→ LISTING
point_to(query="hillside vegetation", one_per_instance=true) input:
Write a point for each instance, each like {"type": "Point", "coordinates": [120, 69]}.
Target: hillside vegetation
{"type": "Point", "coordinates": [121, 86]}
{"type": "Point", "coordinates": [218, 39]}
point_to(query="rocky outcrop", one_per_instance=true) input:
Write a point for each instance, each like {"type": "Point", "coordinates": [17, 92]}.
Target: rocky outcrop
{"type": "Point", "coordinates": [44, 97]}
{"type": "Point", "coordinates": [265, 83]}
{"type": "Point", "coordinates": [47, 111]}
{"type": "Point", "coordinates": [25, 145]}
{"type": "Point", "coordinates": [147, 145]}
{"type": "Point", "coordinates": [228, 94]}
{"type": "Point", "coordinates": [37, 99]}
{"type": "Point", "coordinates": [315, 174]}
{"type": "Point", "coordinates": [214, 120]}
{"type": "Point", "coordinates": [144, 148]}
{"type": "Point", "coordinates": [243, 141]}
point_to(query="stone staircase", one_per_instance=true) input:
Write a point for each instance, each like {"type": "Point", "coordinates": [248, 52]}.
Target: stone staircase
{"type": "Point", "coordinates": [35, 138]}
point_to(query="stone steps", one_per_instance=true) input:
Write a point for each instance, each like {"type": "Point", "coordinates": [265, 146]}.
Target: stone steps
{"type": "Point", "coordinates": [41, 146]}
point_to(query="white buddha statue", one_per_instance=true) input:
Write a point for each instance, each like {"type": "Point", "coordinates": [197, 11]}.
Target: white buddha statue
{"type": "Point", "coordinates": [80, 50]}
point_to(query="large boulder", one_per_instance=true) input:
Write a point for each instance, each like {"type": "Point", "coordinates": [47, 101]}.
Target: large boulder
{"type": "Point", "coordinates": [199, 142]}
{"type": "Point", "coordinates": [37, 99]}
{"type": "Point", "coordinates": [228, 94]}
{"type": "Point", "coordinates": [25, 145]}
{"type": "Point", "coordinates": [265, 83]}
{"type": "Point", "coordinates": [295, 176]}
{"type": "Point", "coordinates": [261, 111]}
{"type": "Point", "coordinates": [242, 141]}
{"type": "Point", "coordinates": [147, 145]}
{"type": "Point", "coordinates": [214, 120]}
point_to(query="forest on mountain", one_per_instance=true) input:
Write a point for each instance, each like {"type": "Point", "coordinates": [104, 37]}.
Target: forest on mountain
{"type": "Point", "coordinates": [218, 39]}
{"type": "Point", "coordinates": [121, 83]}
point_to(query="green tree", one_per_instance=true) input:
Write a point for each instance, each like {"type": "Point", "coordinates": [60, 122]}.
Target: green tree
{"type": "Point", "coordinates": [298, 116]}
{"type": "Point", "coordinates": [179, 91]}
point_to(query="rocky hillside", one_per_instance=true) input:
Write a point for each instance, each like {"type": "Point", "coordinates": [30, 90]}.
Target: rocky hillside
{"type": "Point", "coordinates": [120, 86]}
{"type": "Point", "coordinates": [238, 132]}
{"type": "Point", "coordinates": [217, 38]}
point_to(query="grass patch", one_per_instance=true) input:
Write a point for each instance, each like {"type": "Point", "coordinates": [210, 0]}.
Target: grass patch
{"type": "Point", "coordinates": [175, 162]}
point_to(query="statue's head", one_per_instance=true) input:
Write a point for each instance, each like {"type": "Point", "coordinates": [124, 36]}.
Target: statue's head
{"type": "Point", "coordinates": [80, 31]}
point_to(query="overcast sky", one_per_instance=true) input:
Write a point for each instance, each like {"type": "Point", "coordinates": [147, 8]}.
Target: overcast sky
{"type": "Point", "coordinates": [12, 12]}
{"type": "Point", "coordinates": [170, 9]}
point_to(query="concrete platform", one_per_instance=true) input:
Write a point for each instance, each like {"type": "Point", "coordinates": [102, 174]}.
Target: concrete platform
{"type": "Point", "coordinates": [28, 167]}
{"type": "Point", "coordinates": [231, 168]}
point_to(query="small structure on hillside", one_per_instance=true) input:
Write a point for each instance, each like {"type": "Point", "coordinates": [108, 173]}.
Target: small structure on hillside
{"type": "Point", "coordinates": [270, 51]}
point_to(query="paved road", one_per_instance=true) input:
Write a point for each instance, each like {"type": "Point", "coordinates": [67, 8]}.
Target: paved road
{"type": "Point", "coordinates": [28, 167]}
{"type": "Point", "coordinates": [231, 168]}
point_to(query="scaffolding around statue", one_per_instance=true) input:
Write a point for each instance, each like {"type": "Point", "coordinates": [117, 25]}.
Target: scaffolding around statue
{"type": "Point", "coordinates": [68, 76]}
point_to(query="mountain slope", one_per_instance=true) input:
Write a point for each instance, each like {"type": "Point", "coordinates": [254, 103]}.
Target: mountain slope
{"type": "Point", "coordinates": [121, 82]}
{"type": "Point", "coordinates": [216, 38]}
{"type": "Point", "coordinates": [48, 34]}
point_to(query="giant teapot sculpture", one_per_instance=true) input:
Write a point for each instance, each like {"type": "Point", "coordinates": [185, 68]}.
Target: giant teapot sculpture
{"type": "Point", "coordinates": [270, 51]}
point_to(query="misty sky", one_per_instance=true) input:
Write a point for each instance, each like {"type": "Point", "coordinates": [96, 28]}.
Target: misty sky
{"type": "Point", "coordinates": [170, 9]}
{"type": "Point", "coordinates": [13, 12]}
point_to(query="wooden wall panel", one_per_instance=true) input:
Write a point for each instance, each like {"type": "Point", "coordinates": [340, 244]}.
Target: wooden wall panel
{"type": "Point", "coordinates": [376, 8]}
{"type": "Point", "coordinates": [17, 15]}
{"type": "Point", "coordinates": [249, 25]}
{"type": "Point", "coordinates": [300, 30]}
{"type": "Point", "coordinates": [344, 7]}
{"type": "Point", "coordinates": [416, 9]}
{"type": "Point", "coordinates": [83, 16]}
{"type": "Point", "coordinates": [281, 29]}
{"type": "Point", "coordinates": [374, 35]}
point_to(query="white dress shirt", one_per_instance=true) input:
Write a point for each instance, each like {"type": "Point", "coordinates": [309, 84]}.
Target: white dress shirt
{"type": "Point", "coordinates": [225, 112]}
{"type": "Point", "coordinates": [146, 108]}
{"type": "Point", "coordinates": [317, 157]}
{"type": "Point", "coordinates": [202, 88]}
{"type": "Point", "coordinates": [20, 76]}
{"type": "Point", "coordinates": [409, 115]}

==

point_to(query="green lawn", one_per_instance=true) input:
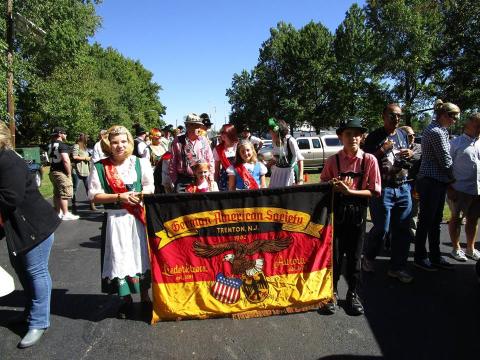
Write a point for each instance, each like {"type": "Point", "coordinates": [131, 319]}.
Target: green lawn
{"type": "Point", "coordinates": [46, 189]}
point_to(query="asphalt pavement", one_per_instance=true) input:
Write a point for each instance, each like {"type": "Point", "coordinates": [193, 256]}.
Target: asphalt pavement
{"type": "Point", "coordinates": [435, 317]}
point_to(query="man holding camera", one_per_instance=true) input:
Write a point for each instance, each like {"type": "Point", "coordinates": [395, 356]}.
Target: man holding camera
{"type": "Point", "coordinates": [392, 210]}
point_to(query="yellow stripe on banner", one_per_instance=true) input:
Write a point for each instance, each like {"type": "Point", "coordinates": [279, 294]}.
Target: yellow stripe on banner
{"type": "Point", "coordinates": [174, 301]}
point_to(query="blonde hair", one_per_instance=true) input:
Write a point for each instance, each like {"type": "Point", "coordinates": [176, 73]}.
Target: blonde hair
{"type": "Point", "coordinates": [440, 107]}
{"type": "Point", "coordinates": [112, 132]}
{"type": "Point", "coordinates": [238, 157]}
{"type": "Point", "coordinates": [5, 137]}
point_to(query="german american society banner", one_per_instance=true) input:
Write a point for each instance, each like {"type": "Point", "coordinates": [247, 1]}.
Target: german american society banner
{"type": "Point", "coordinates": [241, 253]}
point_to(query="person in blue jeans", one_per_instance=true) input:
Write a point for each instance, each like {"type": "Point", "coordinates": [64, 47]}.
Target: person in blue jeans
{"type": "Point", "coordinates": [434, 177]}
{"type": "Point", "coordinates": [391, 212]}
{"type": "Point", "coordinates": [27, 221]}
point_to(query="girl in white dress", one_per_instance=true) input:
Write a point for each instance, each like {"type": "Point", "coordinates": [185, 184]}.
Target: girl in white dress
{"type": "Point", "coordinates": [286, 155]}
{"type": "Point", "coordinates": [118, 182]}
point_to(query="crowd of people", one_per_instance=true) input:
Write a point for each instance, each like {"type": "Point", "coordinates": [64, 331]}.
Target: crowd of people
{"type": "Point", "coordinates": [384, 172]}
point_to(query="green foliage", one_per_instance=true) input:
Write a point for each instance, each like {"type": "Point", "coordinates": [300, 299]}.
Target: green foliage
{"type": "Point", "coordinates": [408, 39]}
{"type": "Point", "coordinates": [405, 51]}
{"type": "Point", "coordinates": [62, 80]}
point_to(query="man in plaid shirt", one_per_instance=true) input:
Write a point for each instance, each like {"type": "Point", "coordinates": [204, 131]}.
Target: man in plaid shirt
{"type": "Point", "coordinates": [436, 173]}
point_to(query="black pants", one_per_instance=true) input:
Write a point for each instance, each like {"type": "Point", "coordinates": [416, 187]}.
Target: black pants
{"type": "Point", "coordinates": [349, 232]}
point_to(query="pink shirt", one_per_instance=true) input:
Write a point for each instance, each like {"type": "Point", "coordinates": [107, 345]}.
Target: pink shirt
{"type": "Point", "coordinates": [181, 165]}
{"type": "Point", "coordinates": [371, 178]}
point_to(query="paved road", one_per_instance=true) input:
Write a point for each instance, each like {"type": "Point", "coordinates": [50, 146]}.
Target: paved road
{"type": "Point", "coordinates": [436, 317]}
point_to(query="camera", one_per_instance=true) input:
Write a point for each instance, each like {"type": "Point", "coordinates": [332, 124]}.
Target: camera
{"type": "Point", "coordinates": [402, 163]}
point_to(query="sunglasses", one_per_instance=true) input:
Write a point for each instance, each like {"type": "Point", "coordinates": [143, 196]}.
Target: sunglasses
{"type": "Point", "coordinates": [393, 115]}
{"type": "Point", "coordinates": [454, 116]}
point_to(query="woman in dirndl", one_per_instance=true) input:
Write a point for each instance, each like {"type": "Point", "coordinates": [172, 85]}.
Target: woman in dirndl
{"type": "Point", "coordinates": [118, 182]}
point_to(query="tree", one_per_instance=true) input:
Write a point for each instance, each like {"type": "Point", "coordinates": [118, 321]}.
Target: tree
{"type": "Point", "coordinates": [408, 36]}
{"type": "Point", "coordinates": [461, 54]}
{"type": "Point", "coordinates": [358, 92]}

→ THE PROBLEM
Gather every line of the rows above that contains the word "buddha" and list those lines in their original order.

→ RESPONSE FOR THIS EXERCISE
point_to(query="white buddha statue", one_per_instance=true) input:
Target: white buddha statue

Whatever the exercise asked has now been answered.